**Required task**: Identify every line below that contains the string "bounding", matching case exactly, and copy each of those lines in full.

**Records supplied**:
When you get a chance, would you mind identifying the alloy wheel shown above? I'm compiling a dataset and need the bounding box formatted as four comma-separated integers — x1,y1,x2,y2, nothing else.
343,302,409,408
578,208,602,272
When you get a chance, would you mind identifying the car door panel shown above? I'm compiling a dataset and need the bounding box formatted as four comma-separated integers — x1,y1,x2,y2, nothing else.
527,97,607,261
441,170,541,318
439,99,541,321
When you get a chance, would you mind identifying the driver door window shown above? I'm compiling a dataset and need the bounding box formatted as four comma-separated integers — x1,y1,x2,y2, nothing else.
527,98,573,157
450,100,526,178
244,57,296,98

**Answer to the exercise**:
When you get a chance, would you mind identifying the alloy wheel shown above? I'm compiling a dataset and need the bounding box formatted as four comma-separated integers — x1,y1,x2,y2, nothing else.
When you get a chance, would you mind identifying the car door panel shown above? I'm compiling a dataset and need the bounding box formatted as four comma-separated integers — x1,y1,x2,y2, nothing else.
When you get a chance, would you mind identifying the driver door window shown above? I'm compiling a dataset and need the bounding box formatted as four comma-separated integers — x1,y1,x2,y2, nothing else.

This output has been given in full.